◆ **Aim of the task**: Please find each line in the items below that contains the word "rock" and copy it out. Match case exactly.

◆ **The records**:

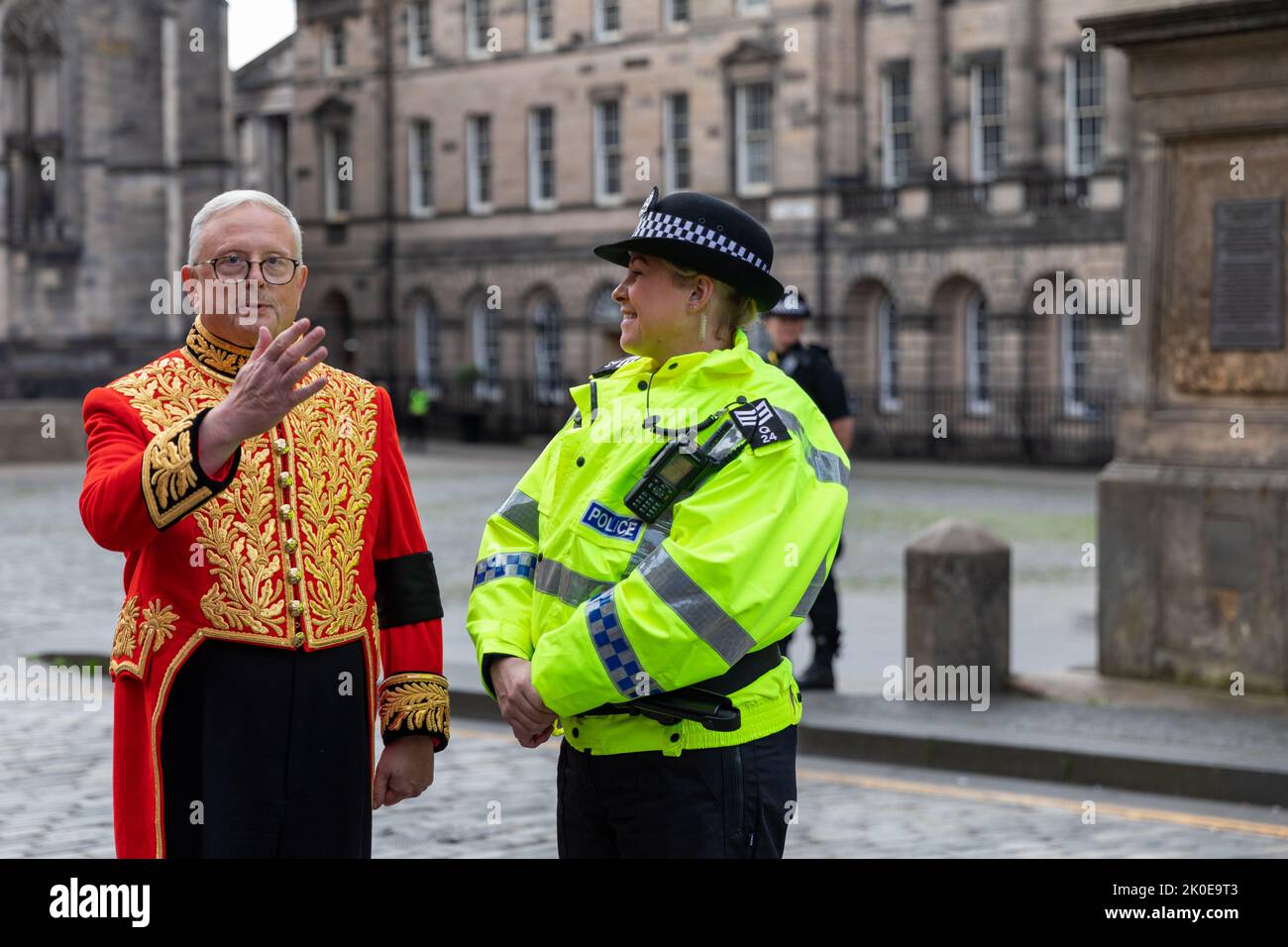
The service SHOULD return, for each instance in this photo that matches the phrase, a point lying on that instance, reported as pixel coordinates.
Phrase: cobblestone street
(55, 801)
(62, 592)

==

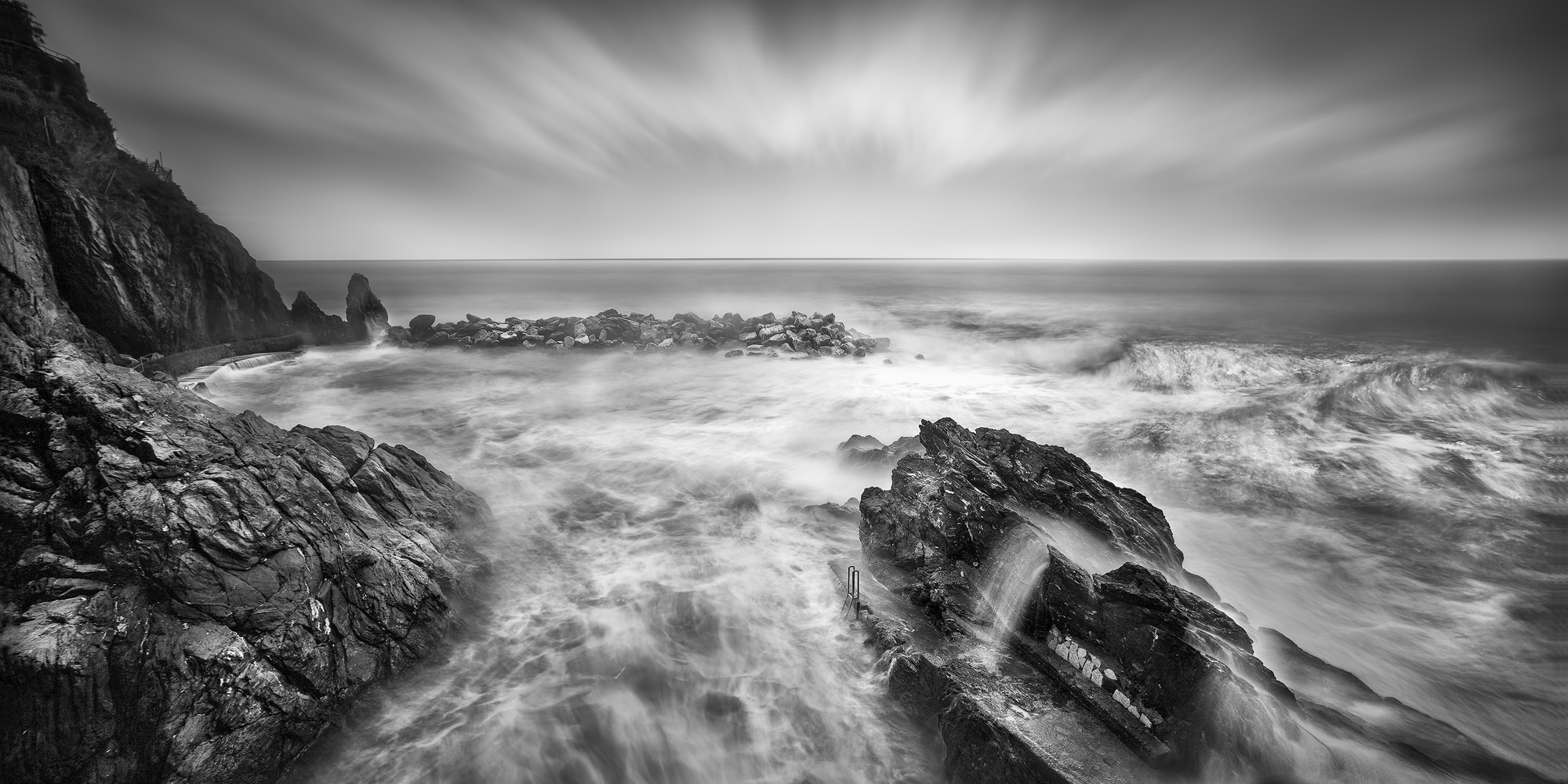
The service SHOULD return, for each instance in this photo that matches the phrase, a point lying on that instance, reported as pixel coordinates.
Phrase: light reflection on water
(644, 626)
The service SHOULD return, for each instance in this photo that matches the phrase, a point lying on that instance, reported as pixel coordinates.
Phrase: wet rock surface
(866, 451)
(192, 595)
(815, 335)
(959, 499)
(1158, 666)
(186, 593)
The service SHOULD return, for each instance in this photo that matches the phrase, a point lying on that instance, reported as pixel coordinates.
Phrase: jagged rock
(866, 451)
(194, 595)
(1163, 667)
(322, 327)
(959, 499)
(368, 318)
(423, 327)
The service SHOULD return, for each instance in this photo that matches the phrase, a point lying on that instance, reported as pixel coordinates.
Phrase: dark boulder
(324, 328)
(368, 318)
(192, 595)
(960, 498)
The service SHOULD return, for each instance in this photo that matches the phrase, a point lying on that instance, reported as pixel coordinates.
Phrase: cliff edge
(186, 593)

◆ **Result of the exercise**:
Phrase: wet rock surface
Phrase: jagged rock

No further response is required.